La maison de Garlande
Garlande « Warlanda », « Garlanda » est une famille originaire de la Brie ; tirant son nom de la terre de Garlande qui est une portion de la seigneurie de La Houssaye. Le premier membre connu de cette famille est le briard Aubert de Garlande contemporain du roi Henri 1er, puis vint Adam (ou Guillaume) de Garlande, père de la célèbre fraterie « Garlendenses fratres » Titré de seigneur de Garlande-en-Brie, Chantilly, Livry-en-L'Aunoye et Noisiel (près Lagny et Meaux), Adam avait épousé vers 1069 de dame Havise (ou Havoise). Il est cité dès 1049 par une charte de Cluny pour avoir donné des biens situés à Noisiel, Torcy et Roissy. Les cinq fils d'Adam et de Havise tinrent un rôle de premier plan dans l'histoire de France par leurs qualités guerrières et leur place à la cour du roi Louis VI où ils occupèrent des charges d'officiers. Anseau fut sénéchal de France et premier ministre, Gilbert dit Païen fut sénéchal de France, Etienne fut chancelier du roi, Guillaume II fut sénéchal de France et Gilbert fut bouteiller.
Examinons brièvement la fraterie de Garlande (selon le père Anselme de Sainte-Marie et Louis Moreri ) qui se rendit célèbre sous les règnes de Philippe 1er Louis VI le Gros (2):
- Anseau de Garlande (ou Ansel, Anselme, Ansoud) est né vers 1069 et décédé le 25 mai 1118 devant Le Puiset (Loiret). Il est qualifié de seigneur de Gournay-sur-Marne relevant du comté de Melun, seigneur de Pontault et de Berchères, comte de Rochefort-en-Yvelines. Né en 1069 ou 1070, Anseau est le premier enfant d'Adam et de Havise. Il fut un familier du jeune roi Louis VI et fut revêtu de la charge de sénéchal de France en l'an 1108 et depuis fut un des principaux ministres du roi Louis VI le Gros. Il suivit ce monarque dans toutes les guerres qu'il entreprit contre les seigneurs qui s'érigeaient en tyrans dans leurs châteaux et fut tué en 1118 d'un coup de lance par Hugues 1er du nom, seigneur du Puiset en Beauce, son cousin par alliance, au troisième siège du château du Puiset. Son corps fut enterré dans l'église du prieuré de Gournay. Il épousa N. de Rochefort-Montlhéry, fille de Gui le Rouge, comte de Rochefort, sénéchal de France, dont il eut Agnès de Garlande, comtesse de Rochefort, dame de Gournai et de Gometz. Cette demoiselle fut mariée en premières noces, en l'an 1110, à Amauri III du nom ; seigneur de Montfort-l'Amaury et en secondes noces à Robert de France, comte de Dreux (3).

•••••

Exercice écrit »
Pourriez-vous écrire la suite du texte sur la maison de Garlande, en reprenant juste après sa dernière phrase ?

Entrées du corpus »
•••••

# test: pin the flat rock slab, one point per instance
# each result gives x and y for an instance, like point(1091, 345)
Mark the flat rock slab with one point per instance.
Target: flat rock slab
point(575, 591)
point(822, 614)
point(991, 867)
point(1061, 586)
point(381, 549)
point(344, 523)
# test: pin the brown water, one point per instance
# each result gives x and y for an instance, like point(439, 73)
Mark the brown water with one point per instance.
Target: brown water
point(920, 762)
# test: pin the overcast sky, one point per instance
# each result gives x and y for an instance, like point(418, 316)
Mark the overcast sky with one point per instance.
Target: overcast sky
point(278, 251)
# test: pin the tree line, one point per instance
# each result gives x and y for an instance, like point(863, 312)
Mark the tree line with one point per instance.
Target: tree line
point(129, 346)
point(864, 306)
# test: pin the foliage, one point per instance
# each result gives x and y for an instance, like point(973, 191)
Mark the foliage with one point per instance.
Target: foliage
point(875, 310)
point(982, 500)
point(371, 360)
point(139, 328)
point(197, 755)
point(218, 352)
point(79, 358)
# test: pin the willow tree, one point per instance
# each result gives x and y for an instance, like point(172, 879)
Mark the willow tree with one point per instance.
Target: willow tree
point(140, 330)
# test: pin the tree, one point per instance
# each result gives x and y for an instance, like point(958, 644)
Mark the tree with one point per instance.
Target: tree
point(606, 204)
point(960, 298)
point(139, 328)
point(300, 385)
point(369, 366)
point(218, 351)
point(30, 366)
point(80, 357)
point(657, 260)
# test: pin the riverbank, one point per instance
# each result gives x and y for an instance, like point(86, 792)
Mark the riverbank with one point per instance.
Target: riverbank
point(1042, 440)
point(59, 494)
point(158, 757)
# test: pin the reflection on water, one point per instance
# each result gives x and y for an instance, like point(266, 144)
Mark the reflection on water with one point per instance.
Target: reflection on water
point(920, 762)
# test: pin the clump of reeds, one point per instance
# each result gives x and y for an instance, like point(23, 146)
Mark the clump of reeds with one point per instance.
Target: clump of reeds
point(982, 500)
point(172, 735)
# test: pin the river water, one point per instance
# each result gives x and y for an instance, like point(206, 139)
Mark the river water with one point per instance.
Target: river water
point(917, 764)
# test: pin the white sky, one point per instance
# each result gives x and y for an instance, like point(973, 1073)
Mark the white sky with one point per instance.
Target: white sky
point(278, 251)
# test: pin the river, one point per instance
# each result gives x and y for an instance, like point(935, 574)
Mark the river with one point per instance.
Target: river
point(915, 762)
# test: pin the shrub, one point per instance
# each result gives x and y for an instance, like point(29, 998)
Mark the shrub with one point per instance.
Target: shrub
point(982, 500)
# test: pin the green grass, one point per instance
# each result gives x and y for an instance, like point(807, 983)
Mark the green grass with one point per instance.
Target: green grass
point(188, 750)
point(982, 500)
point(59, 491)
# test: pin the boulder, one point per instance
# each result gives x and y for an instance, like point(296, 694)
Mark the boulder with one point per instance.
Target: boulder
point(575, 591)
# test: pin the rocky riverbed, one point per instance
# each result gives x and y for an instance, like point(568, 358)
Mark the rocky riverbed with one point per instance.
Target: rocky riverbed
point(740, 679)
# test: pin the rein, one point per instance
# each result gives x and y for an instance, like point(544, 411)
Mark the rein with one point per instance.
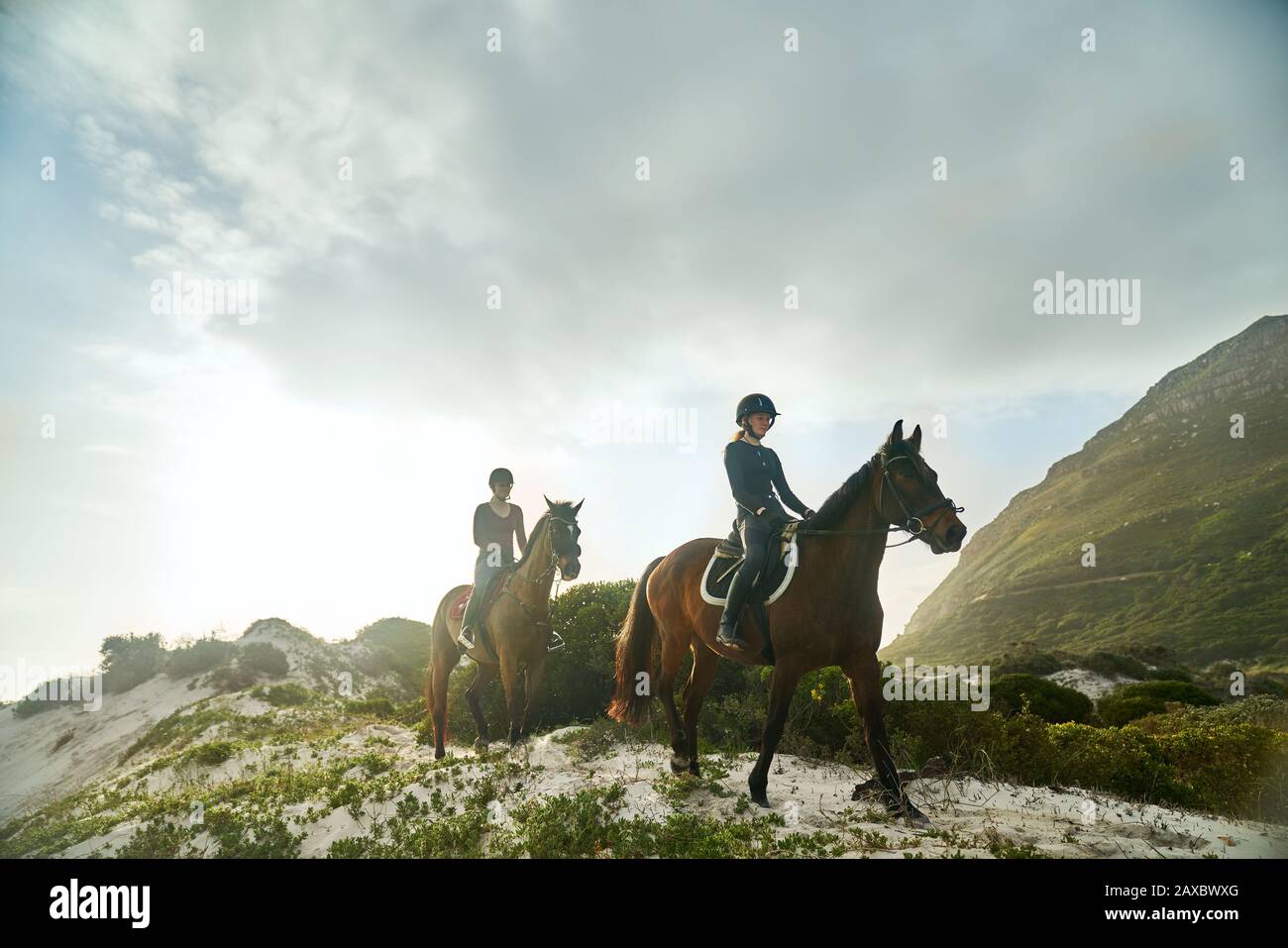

•••••

Réponse écrite »
- Gilbert dit « Payen » de Garlande , seigneur de Noisiel et de Tournan-en-Brie. Il se croisa en 1096 avec Godefroi de Bouillon et se distingua au siège de Nicée où il est mal appelé Gautier par Albert d'Aix et par Guillaume de Tyr. Général de l'armée royale, il reçut la charge de bouteiller de France (charge de l'approvisionnement de la maison royale). Il mourut en 1128. Sa postérité est improbable. Certains historiens lui donne un fils nommé Gui (né vers 1132, mort en 1185) qui aurait été seigneur de la Houssaye et de Tournan-en-Brie, terres relevant de l'évêque de Paris.
- N. de Garlande épouse d' Albéric Payen , seigneur de Montigny.
- Guillaume II de Garlande , seigneur de Bondy (péage royal, ~1115) et de Livry-en-l'Aunoye (~1120) qui est constitué de terres inféodées à Villemomble, Montreuil, et par droit d'avouerie à Noisy-Le-Sec. Il était c apitaine de l'armée royale au combat de Brenneville en Normandie en 1119. Après la mort de son frère en 1118, il reçut la charge de sénéchal de France jusqu'en 1120 et fut grand maître de la maison de Louis le Gros. Il fut témoin de la dédicace de l'abbaye de Morigny près Etampes faite par le pape Calixte II en octobre 1120. Il épousa Eustachie de Beaudément , fille d'André de Beaudément , seigneur de Brenne et sénéchal de Thibaut comte de Champagne, veuve d'Eudes, comte de Corbeil, dont il eut Manassès, évêque d'Orléans en 1146 et Guillaume III, seigneur de Livry (4). C ertains auteurs lui font épouser aussi Agnès de Toucy en secondes noces. Il fut assassiné le 23 mars 1120 ; sa postérité régna sur la seigneurie de Livry.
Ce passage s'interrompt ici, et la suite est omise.